- **AIM**
Return every one of the rows below word for word, changing nothing.
# # # #
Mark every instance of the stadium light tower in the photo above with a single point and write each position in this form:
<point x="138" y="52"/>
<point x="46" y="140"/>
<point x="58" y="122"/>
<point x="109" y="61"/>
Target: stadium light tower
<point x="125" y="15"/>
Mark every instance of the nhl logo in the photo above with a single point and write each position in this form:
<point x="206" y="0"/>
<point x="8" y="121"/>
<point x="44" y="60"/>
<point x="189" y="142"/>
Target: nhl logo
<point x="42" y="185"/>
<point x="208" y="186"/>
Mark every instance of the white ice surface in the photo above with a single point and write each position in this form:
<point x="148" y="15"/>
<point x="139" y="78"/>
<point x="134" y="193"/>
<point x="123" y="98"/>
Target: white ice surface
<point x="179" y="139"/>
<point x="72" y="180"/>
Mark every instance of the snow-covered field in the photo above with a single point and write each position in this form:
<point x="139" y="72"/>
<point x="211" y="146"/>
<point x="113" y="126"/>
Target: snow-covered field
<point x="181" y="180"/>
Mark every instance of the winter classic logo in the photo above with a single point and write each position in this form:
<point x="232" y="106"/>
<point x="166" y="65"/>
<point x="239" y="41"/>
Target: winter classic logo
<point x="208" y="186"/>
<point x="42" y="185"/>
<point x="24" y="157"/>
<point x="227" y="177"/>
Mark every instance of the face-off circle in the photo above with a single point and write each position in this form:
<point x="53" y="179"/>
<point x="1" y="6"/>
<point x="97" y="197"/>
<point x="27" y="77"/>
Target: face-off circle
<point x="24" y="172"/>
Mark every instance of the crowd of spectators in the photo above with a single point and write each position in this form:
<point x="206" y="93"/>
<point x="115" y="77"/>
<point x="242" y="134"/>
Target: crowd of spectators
# # # #
- **RESPONSE**
Mark every instance of the stadium light tower in the photo above with a single point and write each position in this form:
<point x="138" y="52"/>
<point x="46" y="140"/>
<point x="58" y="122"/>
<point x="109" y="61"/>
Target: stadium light tower
<point x="125" y="15"/>
Mark every instance of the nhl logo in the photo above with a single point and write each position in this form:
<point x="206" y="0"/>
<point x="8" y="121"/>
<point x="44" y="60"/>
<point x="189" y="142"/>
Target: nhl logo
<point x="42" y="185"/>
<point x="208" y="186"/>
Mark every instance of the white ice surface in the photo above with a single point and write each position in this form:
<point x="148" y="15"/>
<point x="139" y="78"/>
<point x="134" y="193"/>
<point x="123" y="98"/>
Target: white ice surface
<point x="179" y="139"/>
<point x="72" y="180"/>
Mark every instance of the snow-covered field in the photo above with a single point and write each position in this form:
<point x="139" y="72"/>
<point x="211" y="146"/>
<point x="113" y="126"/>
Target: snow-covered field
<point x="181" y="180"/>
Mark every instance of the winter classic logo in the photo above with a single point and write each position in this form:
<point x="232" y="106"/>
<point x="166" y="65"/>
<point x="239" y="41"/>
Target: winter classic logo
<point x="208" y="186"/>
<point x="42" y="185"/>
<point x="24" y="157"/>
<point x="227" y="177"/>
Mark every instance of the face-off circle in the photo above with a single point and write each position in this form:
<point x="53" y="179"/>
<point x="1" y="6"/>
<point x="97" y="197"/>
<point x="27" y="77"/>
Target: face-off circle
<point x="24" y="172"/>
Mark every instance of the crowd of spectators in the photo above with a single point and write each position in this form:
<point x="206" y="93"/>
<point x="115" y="77"/>
<point x="242" y="134"/>
Target: crowd of spectators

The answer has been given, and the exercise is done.